§ **Given exercise 1**
Reproduce the passage of the classroom blog excerpt starting at "This weekend I" and ending at "before we began).", keeping every word and mark unchanged.

§ **Source excerpt**
Rain Dancer & Glasses

RD: I don't want to watch your video. (project)

G: Why don't you?

RD: I just don't.

G: Well, then I won't watch yours.

RD: You already watched it yesterday.

G: I did not commit it to memory.

Other things G doesn't commit to memory: Homework. Lunch Money. Remembering Glasses everyday.


That's One Way To Do It

A student comes up to me holding a pink, slobbery, partially chewed piece of candy. (Starburst, if you need a visual). He has a grimace, clear sign of pain across his brow.

In his partially chewed piece of candy, there was his tooth. One of the big ones.



Trouble in Paradise

I have two students in my room who are totally the fourth grade versions of the Odd Couple. Except, of course, neither of them is neat.

They do everything together. They co-write, co-read, walk in the halls together, support eachother, etc. The other day one of them was having a bad day, an "I-don't-have-any-friends" kind of bad day, and the other chimed in with "I'm your friend!!!" with a good ol' pat on the back. AND they sit at the Peanut Free table at lunch, by themselves, even though they aren't allergic to peanuts.

Well, today a huge hill appeared... and their relationship went down it. I overheard one say to the other "You're a bad friend." and then a "But I don't know what I did wrong, you have to tell me." and then "You should know what you did."

One of the friends spent the entire lunch period by himself at the Peanut Free table... the lone island of their former friendship... and cried the whole 30 minutes. And then cried the whole way out to recess.

I later found a note... I couldn't make out the whole thing, but it was the start of an acrostic poem:


I hope that in the morning we will be back to normal, and the relationship will be back on track. I will keep you posted.


Rules for Teachers

Food and Shelter

This weekend I went to the bookstore to spend my $20 giftcard I received as a thanks for a small inconvenience.

I was in search of something, anything, that could rope in my "I don't want to read" readers. I have a few of them. I combed through student-aged "how-to" books, books about cars, buildings, candy... Nothing seemed just right for any of my little darlings.

My poor husband was trailing behind me as I wound my way around the entire store. (In all fairness, I did suggest he get a beverage from the bookstore bar before we began).

Finally, I found something. I situated myself in front of the magazine rack and picked out 6 magazines for various readers. They looked cool... The language varied enough to hit a wide range of readers, and I thought the topics would look interesting to the readers.

I brought the magazine stack in on Monday and unveiled it to the class. I showed them the awesome pictures and an article in each one that I thought was really interesting. I was excited, I showed enthusiasm (which was completely genuine - these mags were right on!)

It worked... they looked so psyched and the magazines have been a hot comodity ever since, well, yesterday. Some students have even removed the ordering slip from them in hopes of asking their parents to get it for them. One girl even said - "That's all it costs for a year? I can earn that money!" Hooray for them.

§ **Records**
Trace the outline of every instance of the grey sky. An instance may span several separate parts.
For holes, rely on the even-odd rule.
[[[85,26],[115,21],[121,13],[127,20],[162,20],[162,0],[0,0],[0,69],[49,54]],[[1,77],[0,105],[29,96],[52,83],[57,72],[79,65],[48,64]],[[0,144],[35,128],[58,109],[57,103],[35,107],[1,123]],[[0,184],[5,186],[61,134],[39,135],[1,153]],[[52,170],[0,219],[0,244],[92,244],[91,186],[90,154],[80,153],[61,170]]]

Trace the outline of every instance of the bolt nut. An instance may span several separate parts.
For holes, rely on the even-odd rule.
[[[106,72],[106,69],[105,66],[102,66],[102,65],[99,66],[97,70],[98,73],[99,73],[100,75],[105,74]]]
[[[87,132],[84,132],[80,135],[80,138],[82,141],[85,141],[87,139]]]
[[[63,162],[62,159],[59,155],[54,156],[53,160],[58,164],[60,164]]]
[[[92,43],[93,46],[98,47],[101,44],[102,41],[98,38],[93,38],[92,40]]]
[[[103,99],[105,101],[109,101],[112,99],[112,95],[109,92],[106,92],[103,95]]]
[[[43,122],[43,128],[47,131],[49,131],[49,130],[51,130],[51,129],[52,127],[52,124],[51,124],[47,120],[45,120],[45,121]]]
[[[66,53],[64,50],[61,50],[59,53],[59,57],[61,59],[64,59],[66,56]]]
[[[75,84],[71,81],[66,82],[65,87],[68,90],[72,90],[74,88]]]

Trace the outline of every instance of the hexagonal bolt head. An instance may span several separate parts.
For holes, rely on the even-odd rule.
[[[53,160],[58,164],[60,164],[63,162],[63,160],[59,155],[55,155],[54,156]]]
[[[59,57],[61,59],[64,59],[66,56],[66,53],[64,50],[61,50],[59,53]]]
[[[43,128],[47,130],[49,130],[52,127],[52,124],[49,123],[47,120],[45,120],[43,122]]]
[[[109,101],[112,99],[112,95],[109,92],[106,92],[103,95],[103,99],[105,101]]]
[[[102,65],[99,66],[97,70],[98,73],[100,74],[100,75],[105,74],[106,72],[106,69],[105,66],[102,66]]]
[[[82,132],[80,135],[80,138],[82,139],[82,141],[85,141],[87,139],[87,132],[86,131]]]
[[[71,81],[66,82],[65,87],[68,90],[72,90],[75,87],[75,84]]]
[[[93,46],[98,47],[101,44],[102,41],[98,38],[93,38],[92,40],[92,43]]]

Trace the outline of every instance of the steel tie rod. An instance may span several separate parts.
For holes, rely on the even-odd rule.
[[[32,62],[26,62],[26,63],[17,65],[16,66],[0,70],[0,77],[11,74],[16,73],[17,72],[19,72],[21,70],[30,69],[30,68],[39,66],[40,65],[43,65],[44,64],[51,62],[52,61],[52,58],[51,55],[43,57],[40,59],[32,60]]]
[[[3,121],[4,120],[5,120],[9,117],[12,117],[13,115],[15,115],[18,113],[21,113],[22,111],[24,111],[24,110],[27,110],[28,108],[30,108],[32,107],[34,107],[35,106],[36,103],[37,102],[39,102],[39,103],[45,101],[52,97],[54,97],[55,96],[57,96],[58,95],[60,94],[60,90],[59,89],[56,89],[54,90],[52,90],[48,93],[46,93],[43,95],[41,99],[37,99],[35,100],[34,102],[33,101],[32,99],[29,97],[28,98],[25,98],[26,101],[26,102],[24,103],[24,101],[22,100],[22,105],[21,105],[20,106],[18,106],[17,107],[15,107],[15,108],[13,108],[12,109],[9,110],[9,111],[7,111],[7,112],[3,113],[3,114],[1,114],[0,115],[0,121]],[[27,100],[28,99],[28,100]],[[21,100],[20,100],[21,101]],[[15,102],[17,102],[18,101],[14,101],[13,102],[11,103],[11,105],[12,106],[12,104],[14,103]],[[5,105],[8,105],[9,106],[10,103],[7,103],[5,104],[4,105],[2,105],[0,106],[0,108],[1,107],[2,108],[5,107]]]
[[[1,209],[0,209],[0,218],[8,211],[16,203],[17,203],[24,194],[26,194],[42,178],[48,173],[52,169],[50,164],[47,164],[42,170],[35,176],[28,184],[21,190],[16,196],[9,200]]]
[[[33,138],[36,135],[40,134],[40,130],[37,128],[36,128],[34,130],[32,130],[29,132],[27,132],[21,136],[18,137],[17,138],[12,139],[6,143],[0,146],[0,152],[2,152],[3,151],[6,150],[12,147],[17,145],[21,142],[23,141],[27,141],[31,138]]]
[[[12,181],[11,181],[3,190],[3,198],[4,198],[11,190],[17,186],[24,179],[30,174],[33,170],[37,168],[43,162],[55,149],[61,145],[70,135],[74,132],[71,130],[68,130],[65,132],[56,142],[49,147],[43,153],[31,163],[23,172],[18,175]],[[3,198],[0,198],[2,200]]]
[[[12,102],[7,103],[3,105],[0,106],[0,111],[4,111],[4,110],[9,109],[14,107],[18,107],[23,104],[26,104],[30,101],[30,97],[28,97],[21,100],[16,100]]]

§ **Given exercise 2**
Extract each line of the listing containing the string "Trace", matching case exactly.

§ **Task answer 1**
This weekend I went to the bookstore to spend my $20 giftcard I received as a thanks for a small inconvenience.

I was in search of something, anything, that could rope in my "I don't want to read" readers. I have a few of them. I combed through student-aged "how-to" books, books about cars, buildings, candy... Nothing seemed just right for any of my little darlings.

My poor husband was trailing behind me as I wound my way around the entire store. (In all fairness, I did suggest he get a beverage from the bookstore bar before we began).

§ **Task answer 2**
Trace the outline of every instance of the grey sky. An instance may span several separate parts.
Trace the outline of every instance of the bolt nut. An instance may span several separate parts.
Trace the outline of every instance of the hexagonal bolt head. An instance may span several separate parts.
Trace the outline of every instance of the steel tie rod. An instance may span several separate parts.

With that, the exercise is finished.